= THE EXERCISE =
Copy the entries word for word, from the start of the entries through the line containing "[388,426,462,683]", including that line, and leave the pictures out of your copy.

= STORED DATA =
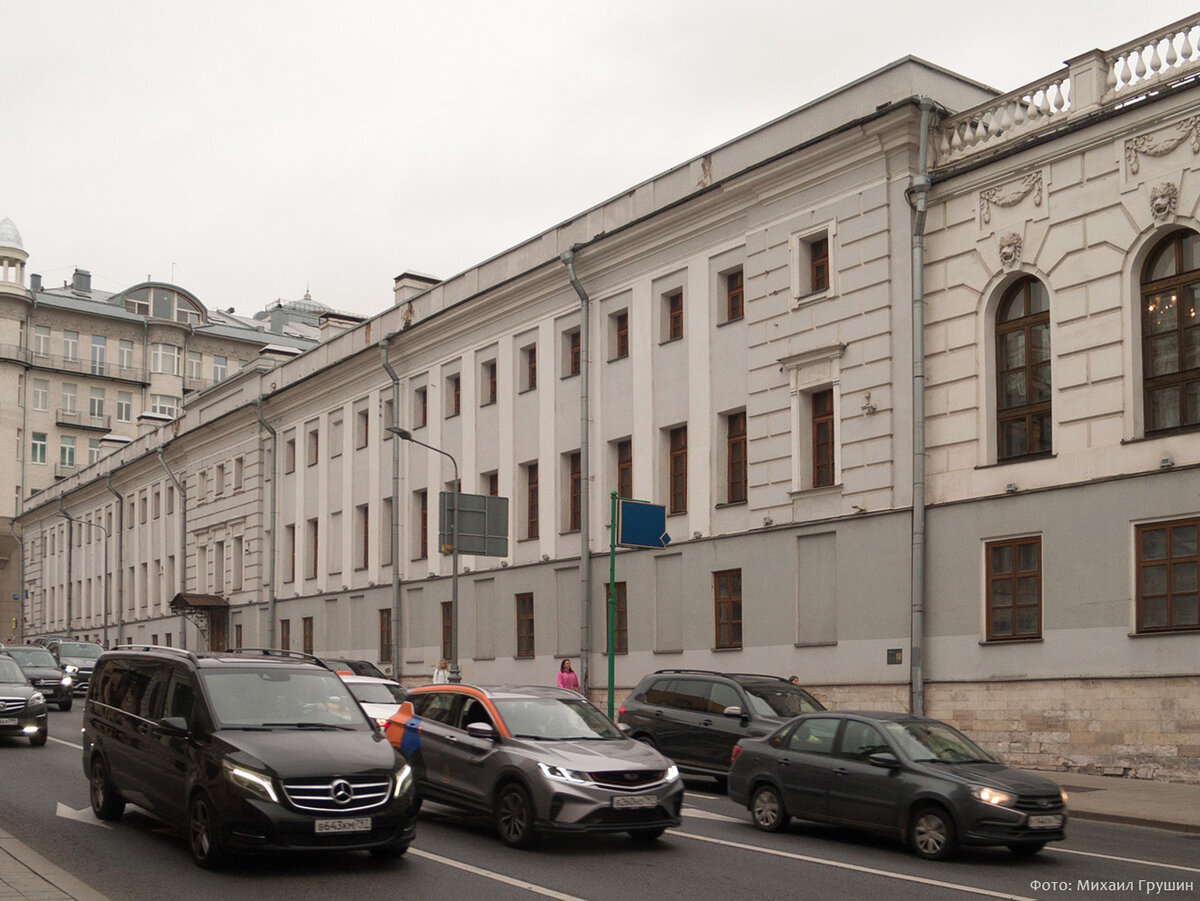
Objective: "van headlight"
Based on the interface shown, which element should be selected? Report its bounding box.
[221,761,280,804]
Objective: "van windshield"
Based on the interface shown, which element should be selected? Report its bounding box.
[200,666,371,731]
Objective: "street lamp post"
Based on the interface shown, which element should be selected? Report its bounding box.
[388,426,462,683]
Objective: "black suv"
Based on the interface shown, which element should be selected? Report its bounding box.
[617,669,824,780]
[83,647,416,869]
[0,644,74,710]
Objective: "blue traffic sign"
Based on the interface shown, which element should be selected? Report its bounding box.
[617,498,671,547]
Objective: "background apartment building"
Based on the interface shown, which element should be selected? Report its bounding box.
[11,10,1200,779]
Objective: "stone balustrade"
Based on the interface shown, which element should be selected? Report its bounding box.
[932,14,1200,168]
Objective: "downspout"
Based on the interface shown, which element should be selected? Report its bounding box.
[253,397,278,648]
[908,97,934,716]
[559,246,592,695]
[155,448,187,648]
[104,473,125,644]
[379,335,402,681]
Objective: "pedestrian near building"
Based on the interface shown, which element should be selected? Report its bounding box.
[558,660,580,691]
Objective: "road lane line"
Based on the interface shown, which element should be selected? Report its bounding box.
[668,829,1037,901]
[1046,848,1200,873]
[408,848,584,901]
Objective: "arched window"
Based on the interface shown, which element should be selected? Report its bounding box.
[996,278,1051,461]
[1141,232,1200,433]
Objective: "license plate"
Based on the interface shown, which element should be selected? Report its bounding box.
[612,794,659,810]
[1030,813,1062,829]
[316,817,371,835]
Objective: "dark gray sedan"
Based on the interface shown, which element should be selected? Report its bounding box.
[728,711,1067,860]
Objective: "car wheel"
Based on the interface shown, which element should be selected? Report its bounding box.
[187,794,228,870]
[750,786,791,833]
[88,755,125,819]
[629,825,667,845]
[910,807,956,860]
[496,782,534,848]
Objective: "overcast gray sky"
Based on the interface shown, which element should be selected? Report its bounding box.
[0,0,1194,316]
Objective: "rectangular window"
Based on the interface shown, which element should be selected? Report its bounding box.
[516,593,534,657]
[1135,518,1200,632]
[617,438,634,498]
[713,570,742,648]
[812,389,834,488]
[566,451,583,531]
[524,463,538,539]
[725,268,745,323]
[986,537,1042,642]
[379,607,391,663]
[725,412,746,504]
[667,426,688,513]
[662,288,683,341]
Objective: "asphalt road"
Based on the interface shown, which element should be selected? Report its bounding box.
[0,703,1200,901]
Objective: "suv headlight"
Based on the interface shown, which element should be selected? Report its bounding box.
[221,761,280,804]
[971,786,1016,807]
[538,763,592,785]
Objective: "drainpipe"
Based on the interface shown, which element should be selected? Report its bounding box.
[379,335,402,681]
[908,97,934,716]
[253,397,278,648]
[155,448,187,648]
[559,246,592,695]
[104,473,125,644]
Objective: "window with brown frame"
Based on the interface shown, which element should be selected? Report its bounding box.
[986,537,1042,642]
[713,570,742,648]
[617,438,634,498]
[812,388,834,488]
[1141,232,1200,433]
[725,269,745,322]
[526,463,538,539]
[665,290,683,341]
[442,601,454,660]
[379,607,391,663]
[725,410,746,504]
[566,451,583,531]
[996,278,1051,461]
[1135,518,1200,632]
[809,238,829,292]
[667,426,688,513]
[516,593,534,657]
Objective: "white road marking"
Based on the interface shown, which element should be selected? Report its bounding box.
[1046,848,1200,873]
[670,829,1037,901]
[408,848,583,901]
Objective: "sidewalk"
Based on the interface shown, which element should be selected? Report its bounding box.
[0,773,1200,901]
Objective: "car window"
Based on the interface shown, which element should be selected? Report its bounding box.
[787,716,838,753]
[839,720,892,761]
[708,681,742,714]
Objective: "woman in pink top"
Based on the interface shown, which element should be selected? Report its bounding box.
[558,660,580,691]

= SOLUTION FOR THIS PROBLEM =
Objective: "van headlight"
Based on the interface shown, which element should be selected? Report its bounding box.
[221,761,280,804]
Objective: "van windshield"
Based on the interface shown, which element should be selected? Report its bounding box.
[200,666,371,731]
Objective: "street lamp post"
Based on the interface shown, which element should be selected? Report its bounding box.
[388,426,462,683]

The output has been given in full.